Problem details -> Working from the line that contains "Give the segmentation of every instance of the pony's" down to the last line below, repeat each line exactly.
── Input
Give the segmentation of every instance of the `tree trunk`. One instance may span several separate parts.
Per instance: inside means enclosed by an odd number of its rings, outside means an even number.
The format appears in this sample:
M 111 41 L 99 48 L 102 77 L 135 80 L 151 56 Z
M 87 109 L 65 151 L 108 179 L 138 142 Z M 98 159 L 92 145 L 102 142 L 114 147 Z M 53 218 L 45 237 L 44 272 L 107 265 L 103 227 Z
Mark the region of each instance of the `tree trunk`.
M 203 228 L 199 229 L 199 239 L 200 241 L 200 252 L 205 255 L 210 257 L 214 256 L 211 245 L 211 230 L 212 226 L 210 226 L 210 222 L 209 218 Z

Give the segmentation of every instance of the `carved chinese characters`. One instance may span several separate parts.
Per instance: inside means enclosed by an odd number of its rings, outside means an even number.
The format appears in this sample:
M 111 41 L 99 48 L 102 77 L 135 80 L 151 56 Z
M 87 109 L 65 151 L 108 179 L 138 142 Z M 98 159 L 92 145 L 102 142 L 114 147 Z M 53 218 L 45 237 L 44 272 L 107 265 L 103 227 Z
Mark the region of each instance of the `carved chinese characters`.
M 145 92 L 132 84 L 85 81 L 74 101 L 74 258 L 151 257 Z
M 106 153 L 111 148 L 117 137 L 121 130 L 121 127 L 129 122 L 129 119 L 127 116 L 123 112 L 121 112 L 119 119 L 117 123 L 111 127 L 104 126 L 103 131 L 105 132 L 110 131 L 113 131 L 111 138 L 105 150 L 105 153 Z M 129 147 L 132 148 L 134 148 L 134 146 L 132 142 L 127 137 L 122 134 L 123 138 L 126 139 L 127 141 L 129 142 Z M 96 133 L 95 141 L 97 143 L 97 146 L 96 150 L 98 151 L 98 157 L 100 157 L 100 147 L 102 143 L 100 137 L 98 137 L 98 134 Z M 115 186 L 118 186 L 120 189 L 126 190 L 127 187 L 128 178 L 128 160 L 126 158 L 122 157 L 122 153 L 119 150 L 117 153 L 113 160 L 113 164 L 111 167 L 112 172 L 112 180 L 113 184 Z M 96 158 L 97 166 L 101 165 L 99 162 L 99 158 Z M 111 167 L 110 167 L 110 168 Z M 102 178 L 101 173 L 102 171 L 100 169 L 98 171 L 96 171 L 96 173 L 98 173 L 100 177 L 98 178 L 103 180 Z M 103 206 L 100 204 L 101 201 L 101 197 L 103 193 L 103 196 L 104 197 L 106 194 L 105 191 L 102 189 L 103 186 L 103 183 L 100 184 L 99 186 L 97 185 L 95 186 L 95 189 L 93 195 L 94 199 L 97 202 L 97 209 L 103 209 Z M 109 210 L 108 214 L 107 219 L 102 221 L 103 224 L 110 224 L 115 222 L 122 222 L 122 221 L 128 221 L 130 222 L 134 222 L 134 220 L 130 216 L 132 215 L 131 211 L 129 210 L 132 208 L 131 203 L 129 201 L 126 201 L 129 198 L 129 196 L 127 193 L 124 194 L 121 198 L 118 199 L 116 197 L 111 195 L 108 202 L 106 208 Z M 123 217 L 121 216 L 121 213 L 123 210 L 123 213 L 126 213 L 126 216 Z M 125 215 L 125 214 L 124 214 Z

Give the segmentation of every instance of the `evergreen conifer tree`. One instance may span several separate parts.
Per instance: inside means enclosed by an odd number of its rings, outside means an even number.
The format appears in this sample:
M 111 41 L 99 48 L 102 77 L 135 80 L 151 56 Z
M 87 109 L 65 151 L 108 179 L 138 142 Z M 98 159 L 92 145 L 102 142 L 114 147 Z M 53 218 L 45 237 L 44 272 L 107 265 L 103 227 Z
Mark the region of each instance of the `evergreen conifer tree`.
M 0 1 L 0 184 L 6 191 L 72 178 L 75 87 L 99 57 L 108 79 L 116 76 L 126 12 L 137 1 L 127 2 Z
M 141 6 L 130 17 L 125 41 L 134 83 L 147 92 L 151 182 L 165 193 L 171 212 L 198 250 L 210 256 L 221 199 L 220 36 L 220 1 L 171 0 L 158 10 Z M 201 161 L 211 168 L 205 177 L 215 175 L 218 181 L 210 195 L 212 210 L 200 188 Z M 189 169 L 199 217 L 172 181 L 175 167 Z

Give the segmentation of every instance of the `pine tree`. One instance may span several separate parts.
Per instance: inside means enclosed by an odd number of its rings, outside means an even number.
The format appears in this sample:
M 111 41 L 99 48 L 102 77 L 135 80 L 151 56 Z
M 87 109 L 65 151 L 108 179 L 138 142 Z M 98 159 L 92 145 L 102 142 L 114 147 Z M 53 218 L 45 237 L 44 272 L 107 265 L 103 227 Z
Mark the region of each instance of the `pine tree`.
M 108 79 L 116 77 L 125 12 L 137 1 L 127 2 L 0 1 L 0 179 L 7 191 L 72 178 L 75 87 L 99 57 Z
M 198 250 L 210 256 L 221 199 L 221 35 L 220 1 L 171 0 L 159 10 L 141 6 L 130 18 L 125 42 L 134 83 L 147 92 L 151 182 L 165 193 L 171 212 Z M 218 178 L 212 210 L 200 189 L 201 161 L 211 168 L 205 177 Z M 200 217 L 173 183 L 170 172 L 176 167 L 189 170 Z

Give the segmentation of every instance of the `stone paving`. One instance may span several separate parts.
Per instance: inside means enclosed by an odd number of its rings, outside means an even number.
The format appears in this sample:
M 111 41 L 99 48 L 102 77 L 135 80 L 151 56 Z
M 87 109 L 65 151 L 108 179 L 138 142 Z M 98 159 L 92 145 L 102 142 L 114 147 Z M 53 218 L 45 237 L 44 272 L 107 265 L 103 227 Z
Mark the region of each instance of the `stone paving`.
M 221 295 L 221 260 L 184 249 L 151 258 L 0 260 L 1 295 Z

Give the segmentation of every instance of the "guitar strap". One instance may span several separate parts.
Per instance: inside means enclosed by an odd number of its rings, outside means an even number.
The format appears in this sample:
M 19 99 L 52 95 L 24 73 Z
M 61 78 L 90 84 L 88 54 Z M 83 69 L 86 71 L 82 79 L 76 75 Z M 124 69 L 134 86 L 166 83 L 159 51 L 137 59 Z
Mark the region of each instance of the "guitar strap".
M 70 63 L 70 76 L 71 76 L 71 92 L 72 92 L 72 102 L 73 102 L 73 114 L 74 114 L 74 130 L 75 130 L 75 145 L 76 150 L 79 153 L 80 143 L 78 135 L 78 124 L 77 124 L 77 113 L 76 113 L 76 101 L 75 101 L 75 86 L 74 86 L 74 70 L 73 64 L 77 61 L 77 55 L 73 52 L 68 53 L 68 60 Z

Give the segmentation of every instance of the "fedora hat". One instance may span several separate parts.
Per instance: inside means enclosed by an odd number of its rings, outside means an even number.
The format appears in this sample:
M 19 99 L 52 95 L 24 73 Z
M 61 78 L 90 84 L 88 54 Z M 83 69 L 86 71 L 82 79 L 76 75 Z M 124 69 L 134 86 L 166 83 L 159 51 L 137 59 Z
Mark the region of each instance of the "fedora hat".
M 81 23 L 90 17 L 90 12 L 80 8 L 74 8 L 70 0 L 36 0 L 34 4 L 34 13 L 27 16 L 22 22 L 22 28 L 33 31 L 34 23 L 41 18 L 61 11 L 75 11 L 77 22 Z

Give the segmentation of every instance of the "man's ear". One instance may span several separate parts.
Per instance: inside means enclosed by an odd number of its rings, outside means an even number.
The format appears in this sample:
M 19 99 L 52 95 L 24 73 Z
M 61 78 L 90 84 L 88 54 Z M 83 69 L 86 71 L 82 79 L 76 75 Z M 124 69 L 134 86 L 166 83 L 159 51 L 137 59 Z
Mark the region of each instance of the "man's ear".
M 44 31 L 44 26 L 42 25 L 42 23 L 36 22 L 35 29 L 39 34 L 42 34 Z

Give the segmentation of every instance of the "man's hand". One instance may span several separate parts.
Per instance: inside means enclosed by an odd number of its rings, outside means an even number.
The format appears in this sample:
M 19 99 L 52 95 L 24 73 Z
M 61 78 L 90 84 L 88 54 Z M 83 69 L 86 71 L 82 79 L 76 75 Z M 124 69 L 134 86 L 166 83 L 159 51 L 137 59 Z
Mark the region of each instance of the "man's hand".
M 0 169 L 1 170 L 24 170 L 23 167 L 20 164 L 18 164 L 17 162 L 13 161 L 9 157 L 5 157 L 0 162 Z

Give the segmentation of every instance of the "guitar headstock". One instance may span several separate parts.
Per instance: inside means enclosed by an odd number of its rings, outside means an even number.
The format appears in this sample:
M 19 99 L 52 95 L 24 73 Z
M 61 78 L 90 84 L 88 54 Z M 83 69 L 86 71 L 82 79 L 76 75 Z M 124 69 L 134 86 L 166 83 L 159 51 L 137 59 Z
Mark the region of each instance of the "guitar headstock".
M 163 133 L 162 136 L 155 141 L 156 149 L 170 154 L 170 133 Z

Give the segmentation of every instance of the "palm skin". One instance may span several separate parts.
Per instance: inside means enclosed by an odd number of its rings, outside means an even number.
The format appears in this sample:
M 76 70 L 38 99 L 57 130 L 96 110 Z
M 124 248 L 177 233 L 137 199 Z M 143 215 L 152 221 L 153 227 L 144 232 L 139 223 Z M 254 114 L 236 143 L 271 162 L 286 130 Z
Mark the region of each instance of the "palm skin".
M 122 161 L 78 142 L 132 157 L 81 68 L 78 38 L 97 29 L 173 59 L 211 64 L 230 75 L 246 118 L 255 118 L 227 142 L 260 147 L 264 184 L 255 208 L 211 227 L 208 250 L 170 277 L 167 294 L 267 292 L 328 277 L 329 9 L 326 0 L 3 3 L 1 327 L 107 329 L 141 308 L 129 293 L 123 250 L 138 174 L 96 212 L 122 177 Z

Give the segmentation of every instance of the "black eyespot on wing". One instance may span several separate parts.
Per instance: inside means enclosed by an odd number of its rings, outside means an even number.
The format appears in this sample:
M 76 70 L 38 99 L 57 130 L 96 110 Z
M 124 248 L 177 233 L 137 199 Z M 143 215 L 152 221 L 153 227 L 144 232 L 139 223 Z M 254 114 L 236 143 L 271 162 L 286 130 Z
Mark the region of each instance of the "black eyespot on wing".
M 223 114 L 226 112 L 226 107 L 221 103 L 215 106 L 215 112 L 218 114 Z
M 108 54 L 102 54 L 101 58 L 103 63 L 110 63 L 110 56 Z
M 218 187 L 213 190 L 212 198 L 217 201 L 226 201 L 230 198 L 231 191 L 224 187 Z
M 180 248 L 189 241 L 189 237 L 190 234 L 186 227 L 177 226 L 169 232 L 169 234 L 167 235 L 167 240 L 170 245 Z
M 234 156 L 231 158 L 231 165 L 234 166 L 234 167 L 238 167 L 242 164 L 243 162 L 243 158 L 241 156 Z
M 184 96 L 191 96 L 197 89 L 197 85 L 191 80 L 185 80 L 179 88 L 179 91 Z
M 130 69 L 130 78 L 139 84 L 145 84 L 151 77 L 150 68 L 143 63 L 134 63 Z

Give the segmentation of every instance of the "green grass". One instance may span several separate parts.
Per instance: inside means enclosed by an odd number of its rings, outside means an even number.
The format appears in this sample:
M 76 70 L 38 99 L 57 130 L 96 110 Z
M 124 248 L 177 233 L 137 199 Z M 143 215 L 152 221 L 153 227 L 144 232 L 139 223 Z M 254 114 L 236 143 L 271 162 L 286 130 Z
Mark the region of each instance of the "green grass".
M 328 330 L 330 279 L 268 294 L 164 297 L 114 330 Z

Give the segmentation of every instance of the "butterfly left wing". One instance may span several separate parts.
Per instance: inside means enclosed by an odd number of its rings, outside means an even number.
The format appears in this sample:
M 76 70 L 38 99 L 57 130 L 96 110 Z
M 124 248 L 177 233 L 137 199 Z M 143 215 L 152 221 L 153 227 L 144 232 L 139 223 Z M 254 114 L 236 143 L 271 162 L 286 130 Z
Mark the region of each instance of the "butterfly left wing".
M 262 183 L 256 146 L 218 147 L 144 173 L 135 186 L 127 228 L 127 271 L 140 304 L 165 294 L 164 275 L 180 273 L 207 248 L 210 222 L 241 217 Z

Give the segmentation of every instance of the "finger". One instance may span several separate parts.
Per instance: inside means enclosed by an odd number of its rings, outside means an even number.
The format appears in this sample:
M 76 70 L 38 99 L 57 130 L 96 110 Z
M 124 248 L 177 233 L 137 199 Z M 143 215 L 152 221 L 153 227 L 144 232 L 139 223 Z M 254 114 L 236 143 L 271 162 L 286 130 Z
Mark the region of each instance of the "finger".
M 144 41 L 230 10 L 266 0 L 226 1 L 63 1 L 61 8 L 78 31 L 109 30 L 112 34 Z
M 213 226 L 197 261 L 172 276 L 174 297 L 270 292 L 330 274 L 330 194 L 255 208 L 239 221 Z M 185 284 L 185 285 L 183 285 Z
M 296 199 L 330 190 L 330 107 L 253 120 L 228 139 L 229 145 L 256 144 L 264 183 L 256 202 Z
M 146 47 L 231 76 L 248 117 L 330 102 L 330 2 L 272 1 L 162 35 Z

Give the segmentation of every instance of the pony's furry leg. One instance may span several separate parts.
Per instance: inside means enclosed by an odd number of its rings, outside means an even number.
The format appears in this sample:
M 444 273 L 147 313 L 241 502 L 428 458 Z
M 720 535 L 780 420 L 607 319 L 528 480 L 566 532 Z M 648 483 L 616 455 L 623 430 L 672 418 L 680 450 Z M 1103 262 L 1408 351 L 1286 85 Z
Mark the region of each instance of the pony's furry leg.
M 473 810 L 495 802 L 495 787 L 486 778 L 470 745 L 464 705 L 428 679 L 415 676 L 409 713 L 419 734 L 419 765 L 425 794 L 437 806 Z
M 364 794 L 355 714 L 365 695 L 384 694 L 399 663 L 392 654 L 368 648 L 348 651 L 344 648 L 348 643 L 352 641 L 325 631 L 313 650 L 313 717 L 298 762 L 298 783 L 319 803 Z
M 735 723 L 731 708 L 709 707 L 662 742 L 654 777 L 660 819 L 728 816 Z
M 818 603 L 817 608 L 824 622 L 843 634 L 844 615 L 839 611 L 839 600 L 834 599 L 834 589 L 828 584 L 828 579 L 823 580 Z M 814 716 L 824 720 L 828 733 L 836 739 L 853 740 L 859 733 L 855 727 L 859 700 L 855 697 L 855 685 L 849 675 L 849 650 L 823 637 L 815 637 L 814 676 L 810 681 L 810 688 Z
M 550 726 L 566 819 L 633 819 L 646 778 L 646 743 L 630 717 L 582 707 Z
────
Response to this task ->
Give the segmentation of every instance of the pony's furry leg. One instance may span several separate parts.
Per instance: inside means enclosed by an odd number of its rings, outside means an even number.
The format appears in this sample:
M 444 273 L 147 313 L 241 502 L 428 458 Z
M 720 535 L 780 420 L 607 319 L 528 480 L 566 532 Z M 648 483 L 616 455 L 623 430 L 672 418 L 680 450 Z M 1103 262 L 1408 351 L 1286 85 Z
Mark the region of each instance of the pony's furry leg.
M 473 810 L 495 802 L 495 787 L 486 778 L 470 745 L 464 705 L 428 679 L 415 676 L 409 713 L 419 734 L 419 765 L 425 794 L 437 806 Z
M 364 794 L 355 714 L 365 695 L 384 694 L 399 663 L 392 654 L 368 648 L 348 651 L 344 648 L 348 643 L 352 641 L 325 631 L 313 650 L 313 717 L 298 762 L 298 783 L 319 803 Z
M 735 723 L 731 708 L 709 707 L 662 742 L 654 777 L 660 819 L 728 816 Z
M 818 603 L 817 608 L 824 622 L 843 634 L 844 615 L 839 611 L 839 600 L 834 599 L 834 589 L 828 584 L 828 579 L 823 580 Z M 814 716 L 824 720 L 828 733 L 836 739 L 853 740 L 859 733 L 855 727 L 859 700 L 855 697 L 855 685 L 849 675 L 849 650 L 823 637 L 815 637 L 814 676 L 810 681 L 810 688 Z
M 550 726 L 566 819 L 633 819 L 646 778 L 646 743 L 630 717 L 582 707 Z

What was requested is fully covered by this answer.